To complete the picture, it is important to not only assess the purchase premiums for electric vehicles, but to also consider the level of taxation for combustion engine vehicles. The figure below summarizes the vehicle tax structure in all three countries, focusing only on national tax policies related to the CO2 emission level of a vehicle, leaving aside the purchase premium for electric vehicles provided by manufacturers in Germany and any regional measures. The figure takes into account the most recent government plans for France and Germany.
It is obvious at first sight that France imposes a high tax on vehicles with high CO2 emission levels, increasing substantially above a threshold of around 150 gCO2/km. This ‘malus’ part of the French bonus-malus system helps to sustainably counter-finance any fiscal incentives for electric vehicles and, in addition, provides a further stimulus for vehicle owners to opt for low-emission vehicles. In Spain, taxes increase stepwise, currently starting with vehicles of 120 gCO2/km in NEDC-terms (145 gCO2/km in WLTP-terms), which may partly explain the popularity of hybrid-electric vehicles in Spain, which typically emit below this CO2 threshold. In Germany, while the government is planning to reform the vehicle tax more towards a French-like bonus-malus system, the tax rates currently under discussion for this reform are still very low in comparison (maximum of €4 per gCO2/km and per year) and would hardly have any steering effect.
Even before the most recent announcements of the French and German governments, the sales share of new electric passenger cars (BEVs and PHEVs) in France and Germany developed quite differently from the share in Spain. In line with an increase of the purchase premium for electric cars in January 2020, the market share significantly increased in both countries, from about 3% in 2019 to 8%-10% in January through April of 2020. In Spain, on the other hand, in absence of an electric vehicle purchase premium, the market share increased only slightly with the EU-wide CO2 standards for vehicle manufacturers coming into place in 2020 and remains at about 3% so far in 2020.
With the recent decisions to increase support for electric vehicles in France and Germany, it is to be expected that sales of electric vehicles will continue to rise in both markets, further diverging from the much slower uptake in Spain. This is unless the Spanish government opts for a similarly strong push for electrification as part of its COVID-19 recovery package, making the upcoming decision a particularly fateful one for the country.

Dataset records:
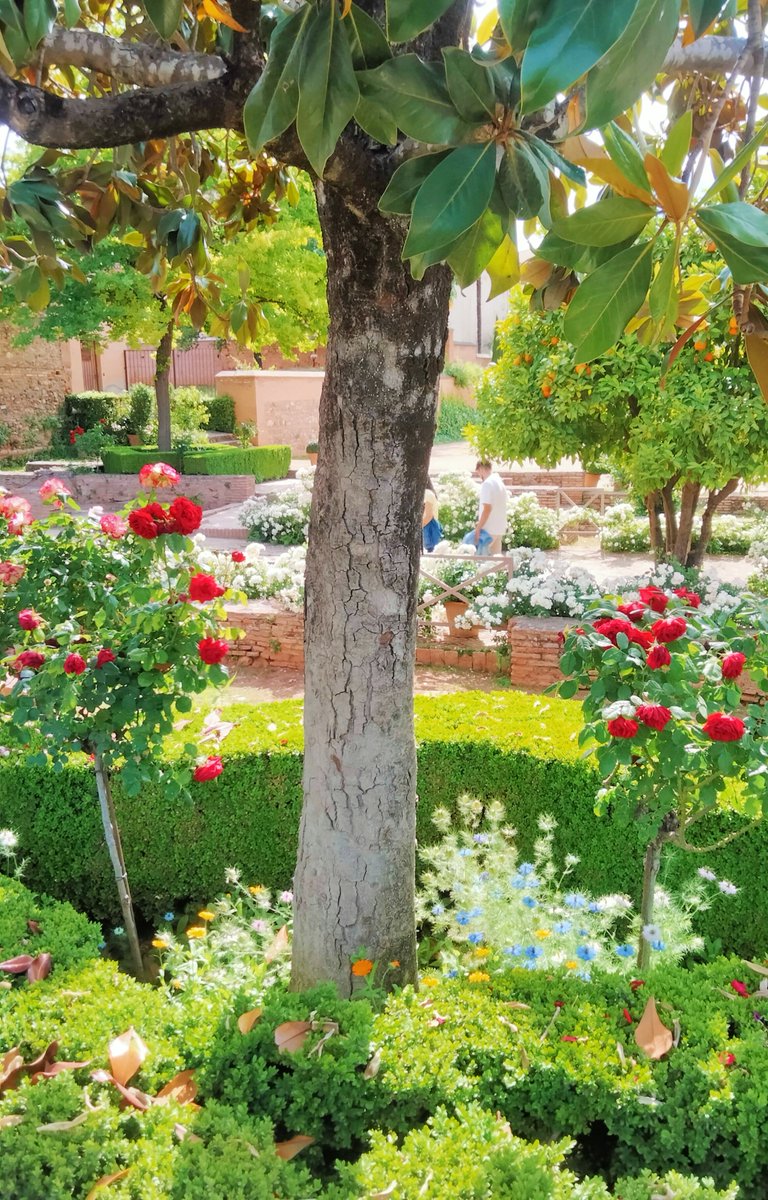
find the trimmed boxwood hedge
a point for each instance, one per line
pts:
(509, 745)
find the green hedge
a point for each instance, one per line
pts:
(521, 749)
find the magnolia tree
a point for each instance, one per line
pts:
(664, 711)
(108, 629)
(423, 153)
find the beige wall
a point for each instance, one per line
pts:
(282, 405)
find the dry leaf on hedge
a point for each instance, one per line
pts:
(126, 1055)
(651, 1035)
(247, 1020)
(288, 1150)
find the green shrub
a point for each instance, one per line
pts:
(58, 929)
(221, 413)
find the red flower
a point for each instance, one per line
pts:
(29, 618)
(75, 664)
(634, 610)
(213, 649)
(724, 729)
(186, 515)
(654, 598)
(623, 727)
(658, 657)
(29, 659)
(209, 769)
(733, 665)
(204, 587)
(670, 630)
(691, 599)
(655, 717)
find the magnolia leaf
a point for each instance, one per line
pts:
(126, 1055)
(291, 1036)
(568, 41)
(651, 1035)
(288, 1150)
(247, 1020)
(631, 64)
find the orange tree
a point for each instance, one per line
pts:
(425, 155)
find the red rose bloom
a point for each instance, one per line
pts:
(733, 665)
(655, 717)
(186, 515)
(29, 618)
(623, 727)
(654, 598)
(209, 769)
(658, 657)
(670, 629)
(691, 599)
(29, 659)
(724, 729)
(213, 649)
(204, 587)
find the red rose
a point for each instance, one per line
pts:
(204, 587)
(29, 659)
(186, 515)
(654, 598)
(658, 657)
(724, 729)
(213, 649)
(29, 618)
(670, 629)
(209, 769)
(142, 523)
(733, 665)
(655, 717)
(623, 727)
(691, 599)
(634, 610)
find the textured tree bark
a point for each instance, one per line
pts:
(354, 881)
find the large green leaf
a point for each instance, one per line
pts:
(328, 89)
(408, 18)
(607, 300)
(633, 63)
(741, 233)
(453, 197)
(165, 16)
(469, 85)
(571, 37)
(405, 184)
(703, 12)
(606, 222)
(415, 94)
(273, 103)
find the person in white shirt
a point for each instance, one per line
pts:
(491, 525)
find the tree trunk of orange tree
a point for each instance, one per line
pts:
(354, 881)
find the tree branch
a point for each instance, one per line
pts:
(133, 63)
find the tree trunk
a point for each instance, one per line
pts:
(714, 501)
(162, 387)
(354, 881)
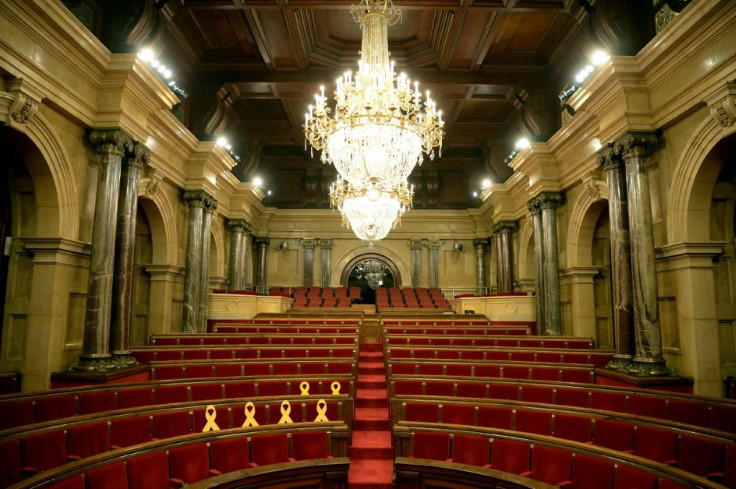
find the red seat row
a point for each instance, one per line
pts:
(703, 412)
(493, 369)
(47, 406)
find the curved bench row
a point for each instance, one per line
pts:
(700, 452)
(558, 462)
(501, 354)
(232, 368)
(25, 409)
(492, 369)
(41, 448)
(565, 342)
(716, 414)
(177, 353)
(218, 339)
(190, 458)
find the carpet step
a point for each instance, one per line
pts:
(371, 424)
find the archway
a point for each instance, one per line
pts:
(369, 271)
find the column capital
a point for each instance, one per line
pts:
(238, 225)
(608, 159)
(504, 227)
(111, 141)
(139, 156)
(309, 244)
(545, 200)
(634, 144)
(416, 244)
(433, 244)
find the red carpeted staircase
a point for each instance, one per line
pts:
(371, 454)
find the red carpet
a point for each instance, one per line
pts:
(371, 454)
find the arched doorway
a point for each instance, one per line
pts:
(369, 272)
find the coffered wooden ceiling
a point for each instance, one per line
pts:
(494, 67)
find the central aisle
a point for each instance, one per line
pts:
(371, 454)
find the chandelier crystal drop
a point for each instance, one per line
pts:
(377, 131)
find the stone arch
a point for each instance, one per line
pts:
(62, 193)
(583, 218)
(692, 182)
(392, 260)
(526, 233)
(160, 217)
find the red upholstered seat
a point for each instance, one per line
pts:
(424, 411)
(495, 417)
(87, 439)
(76, 482)
(55, 407)
(9, 462)
(96, 402)
(306, 445)
(170, 424)
(188, 464)
(551, 465)
(530, 421)
(229, 455)
(150, 471)
(458, 414)
(269, 449)
(591, 472)
(510, 456)
(42, 451)
(615, 435)
(701, 456)
(656, 444)
(434, 446)
(571, 427)
(630, 478)
(112, 476)
(471, 449)
(130, 431)
(128, 398)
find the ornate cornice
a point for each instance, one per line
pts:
(112, 141)
(635, 144)
(238, 225)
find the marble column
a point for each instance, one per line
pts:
(111, 146)
(621, 281)
(536, 210)
(122, 297)
(308, 275)
(648, 359)
(326, 246)
(236, 276)
(193, 270)
(416, 245)
(502, 232)
(480, 265)
(434, 274)
(209, 207)
(262, 244)
(548, 202)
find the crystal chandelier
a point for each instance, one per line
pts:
(377, 132)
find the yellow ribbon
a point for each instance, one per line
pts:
(285, 412)
(321, 411)
(210, 413)
(250, 412)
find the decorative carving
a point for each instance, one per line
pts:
(724, 110)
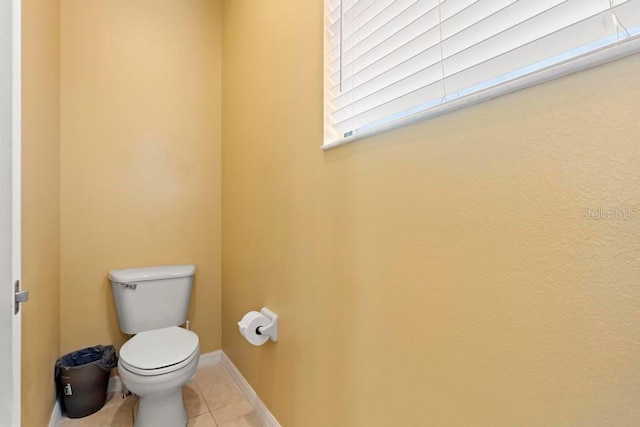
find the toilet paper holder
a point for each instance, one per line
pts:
(271, 330)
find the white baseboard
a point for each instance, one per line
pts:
(56, 414)
(114, 384)
(207, 359)
(261, 409)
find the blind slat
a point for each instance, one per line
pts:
(423, 54)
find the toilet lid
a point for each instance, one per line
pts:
(159, 348)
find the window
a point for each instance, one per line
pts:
(388, 63)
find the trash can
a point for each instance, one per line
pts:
(82, 378)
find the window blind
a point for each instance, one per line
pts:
(391, 62)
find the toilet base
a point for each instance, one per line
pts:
(163, 409)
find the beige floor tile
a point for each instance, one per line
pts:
(194, 403)
(113, 416)
(217, 387)
(115, 399)
(237, 414)
(210, 370)
(205, 420)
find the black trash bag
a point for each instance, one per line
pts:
(82, 377)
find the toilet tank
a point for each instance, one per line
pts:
(152, 297)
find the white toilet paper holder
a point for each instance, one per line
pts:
(271, 330)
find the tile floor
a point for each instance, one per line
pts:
(212, 400)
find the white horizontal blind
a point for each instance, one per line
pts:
(386, 60)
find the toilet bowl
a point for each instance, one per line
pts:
(161, 357)
(155, 365)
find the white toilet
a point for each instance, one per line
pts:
(161, 357)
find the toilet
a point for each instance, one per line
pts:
(160, 357)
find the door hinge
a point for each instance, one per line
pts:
(20, 297)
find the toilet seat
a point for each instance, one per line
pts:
(159, 351)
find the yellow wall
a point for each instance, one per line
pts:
(140, 156)
(40, 207)
(440, 274)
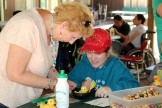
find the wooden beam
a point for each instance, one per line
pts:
(151, 23)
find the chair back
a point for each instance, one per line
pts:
(116, 47)
(144, 45)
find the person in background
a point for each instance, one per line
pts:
(28, 45)
(157, 70)
(157, 12)
(133, 39)
(121, 26)
(98, 64)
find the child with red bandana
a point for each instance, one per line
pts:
(98, 64)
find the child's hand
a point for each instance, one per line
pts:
(103, 91)
(87, 82)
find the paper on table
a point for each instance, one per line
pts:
(101, 102)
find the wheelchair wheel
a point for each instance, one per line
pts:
(149, 58)
(149, 61)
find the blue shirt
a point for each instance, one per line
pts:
(113, 73)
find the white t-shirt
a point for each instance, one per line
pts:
(26, 30)
(137, 41)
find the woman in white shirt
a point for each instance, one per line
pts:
(28, 45)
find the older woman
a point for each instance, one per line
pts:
(28, 45)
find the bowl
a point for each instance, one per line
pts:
(79, 95)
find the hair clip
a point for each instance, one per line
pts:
(86, 23)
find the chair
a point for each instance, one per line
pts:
(116, 47)
(137, 60)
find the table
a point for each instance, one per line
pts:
(126, 12)
(79, 104)
(115, 37)
(127, 15)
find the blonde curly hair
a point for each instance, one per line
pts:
(76, 14)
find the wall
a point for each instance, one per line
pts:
(9, 9)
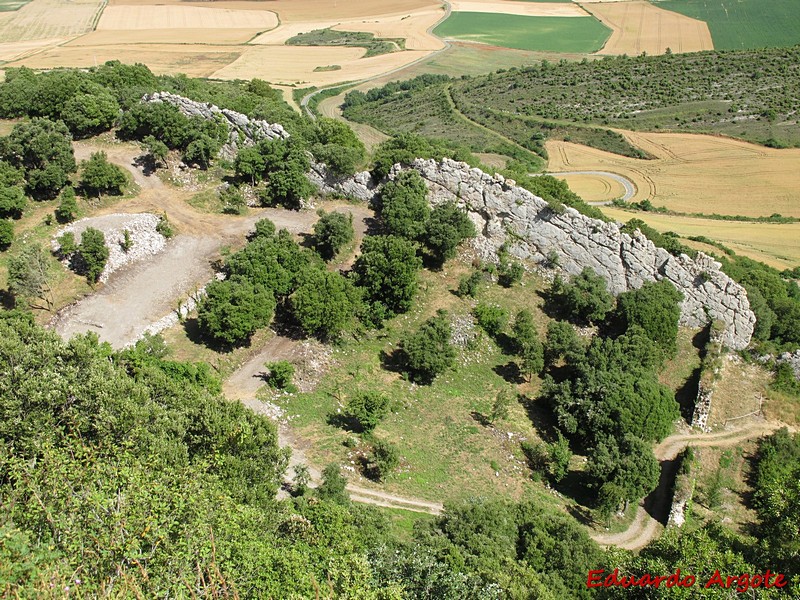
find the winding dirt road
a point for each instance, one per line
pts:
(138, 296)
(243, 385)
(653, 511)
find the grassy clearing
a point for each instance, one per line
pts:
(775, 245)
(442, 420)
(546, 34)
(402, 522)
(739, 24)
(722, 485)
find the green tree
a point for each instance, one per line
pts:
(527, 344)
(447, 227)
(386, 271)
(234, 309)
(334, 486)
(655, 308)
(102, 177)
(93, 252)
(561, 342)
(337, 146)
(585, 298)
(559, 456)
(468, 285)
(368, 409)
(385, 459)
(90, 113)
(628, 463)
(280, 375)
(500, 406)
(492, 319)
(67, 208)
(332, 232)
(12, 202)
(43, 149)
(324, 303)
(403, 205)
(156, 150)
(29, 277)
(428, 352)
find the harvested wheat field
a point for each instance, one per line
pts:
(697, 173)
(235, 37)
(413, 28)
(527, 9)
(49, 20)
(775, 245)
(301, 10)
(594, 188)
(195, 61)
(294, 65)
(638, 27)
(184, 17)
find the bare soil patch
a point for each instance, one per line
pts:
(639, 26)
(195, 61)
(184, 17)
(528, 9)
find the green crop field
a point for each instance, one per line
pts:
(737, 24)
(544, 34)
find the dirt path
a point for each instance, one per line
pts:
(138, 296)
(645, 525)
(243, 385)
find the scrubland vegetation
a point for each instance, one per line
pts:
(127, 473)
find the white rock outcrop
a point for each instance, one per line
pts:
(506, 213)
(145, 240)
(242, 130)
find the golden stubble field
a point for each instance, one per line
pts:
(238, 39)
(639, 26)
(701, 174)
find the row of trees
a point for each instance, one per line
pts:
(138, 455)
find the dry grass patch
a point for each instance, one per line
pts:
(738, 393)
(697, 173)
(722, 488)
(775, 245)
(641, 27)
(300, 10)
(184, 17)
(594, 188)
(50, 19)
(294, 65)
(195, 61)
(528, 9)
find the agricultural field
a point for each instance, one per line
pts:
(49, 20)
(12, 5)
(737, 178)
(553, 34)
(773, 244)
(738, 24)
(640, 26)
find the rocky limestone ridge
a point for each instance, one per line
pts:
(505, 213)
(145, 239)
(242, 131)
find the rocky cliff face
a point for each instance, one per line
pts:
(242, 131)
(503, 212)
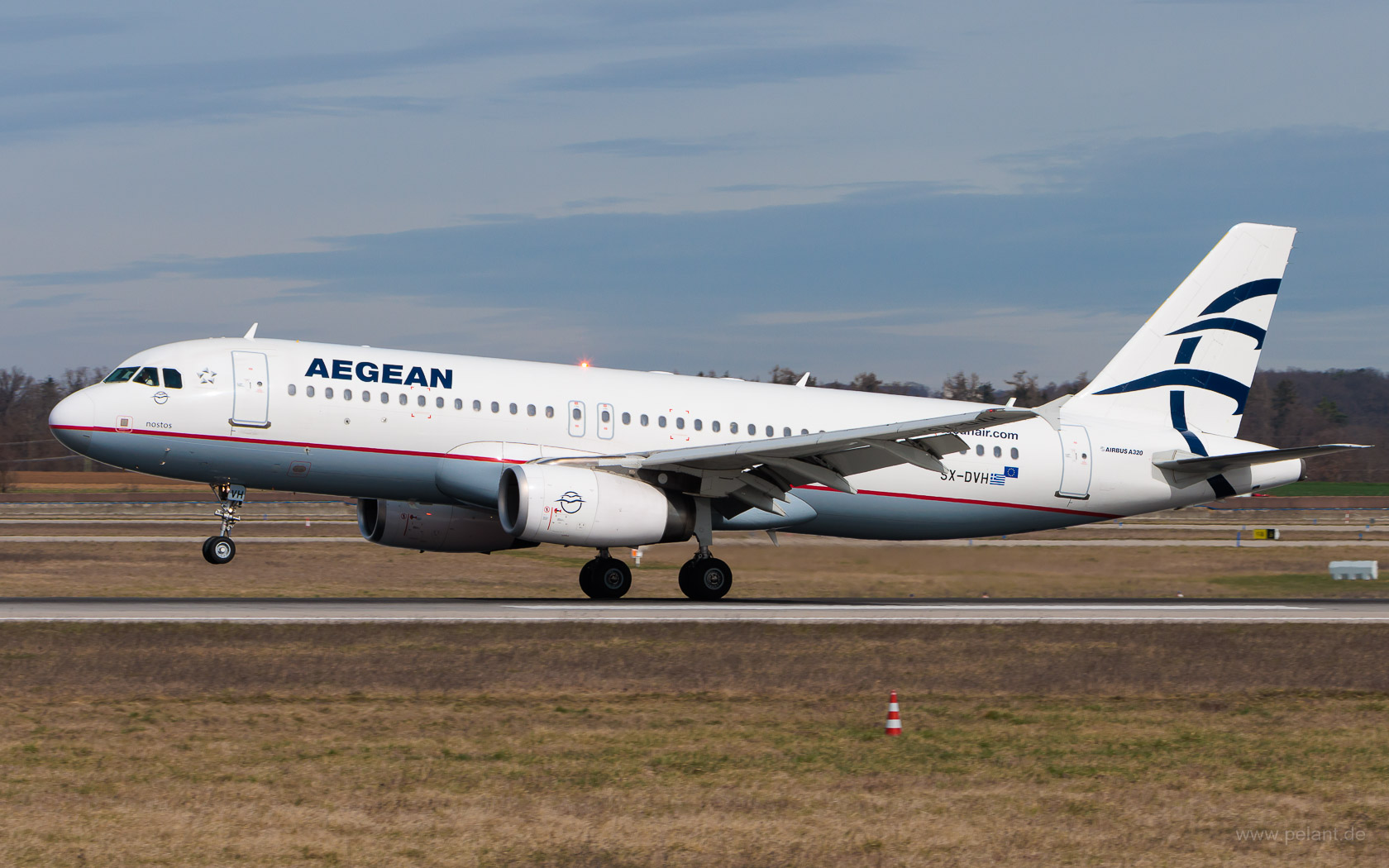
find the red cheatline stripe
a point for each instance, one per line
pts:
(978, 503)
(422, 455)
(295, 443)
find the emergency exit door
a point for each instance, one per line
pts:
(1076, 463)
(251, 396)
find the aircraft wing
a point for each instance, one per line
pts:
(1219, 464)
(759, 473)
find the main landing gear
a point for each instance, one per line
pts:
(221, 549)
(604, 577)
(702, 578)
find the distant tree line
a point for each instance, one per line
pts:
(1289, 408)
(26, 442)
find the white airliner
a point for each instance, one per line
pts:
(457, 453)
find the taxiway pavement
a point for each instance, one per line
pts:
(829, 612)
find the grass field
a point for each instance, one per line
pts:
(690, 745)
(798, 568)
(1332, 489)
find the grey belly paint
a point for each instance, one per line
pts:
(435, 479)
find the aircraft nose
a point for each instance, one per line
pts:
(71, 421)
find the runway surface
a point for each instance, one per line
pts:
(1024, 542)
(825, 612)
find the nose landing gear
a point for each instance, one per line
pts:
(221, 549)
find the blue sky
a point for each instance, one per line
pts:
(905, 188)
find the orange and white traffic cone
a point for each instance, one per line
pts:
(894, 717)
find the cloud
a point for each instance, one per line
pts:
(894, 277)
(55, 300)
(18, 30)
(602, 202)
(733, 67)
(647, 147)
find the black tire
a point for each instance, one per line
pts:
(706, 578)
(604, 578)
(218, 549)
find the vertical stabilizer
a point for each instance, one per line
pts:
(1192, 363)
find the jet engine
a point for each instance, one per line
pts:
(432, 527)
(575, 506)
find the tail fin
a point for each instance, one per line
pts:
(1192, 363)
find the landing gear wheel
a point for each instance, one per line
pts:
(604, 578)
(218, 549)
(706, 578)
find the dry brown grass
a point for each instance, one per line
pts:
(690, 745)
(351, 568)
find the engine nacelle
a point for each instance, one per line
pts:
(574, 506)
(432, 527)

* _Action item 1_
Condense the paragraph of the electric vehicle text that begins "Even before the most recent announcements" into a short bulleted list, keeping its main facts.
* _Action item 2_
Answer these from the electric vehicle text:
(a) Above roughly what CO2 emission level does the French vehicle tax increase substantially?
(b) What maximum tax rate is under discussion for Germany's planned vehicle tax reform?
(c) What is Spain's market share for new electric passenger cars so far in 2020?
Work only from the electric vehicle text.

* _Exercise response 1_
- Sales shares of new electric passenger cars (BEVs and PHEVs) developed differently in France and Germany than in Spain, even before the latest government announcements.
- In France and Germany, the purchase premium for electric cars increased in January 2020, and market share rose from about 3% in 2019 to 8%-10% in January through April 2020.
- Spain has no electric vehicle purchase premium, and its market share rose only slightly when EU-wide CO2 standards for manufacturers took effect in 2020. It remains at about 3% so far in 2020.

* _Exercise response 2_
(a) Around 150 gCO2/km.
(b) A maximum of €4 per gCO2/km per year.
(c) About 3%.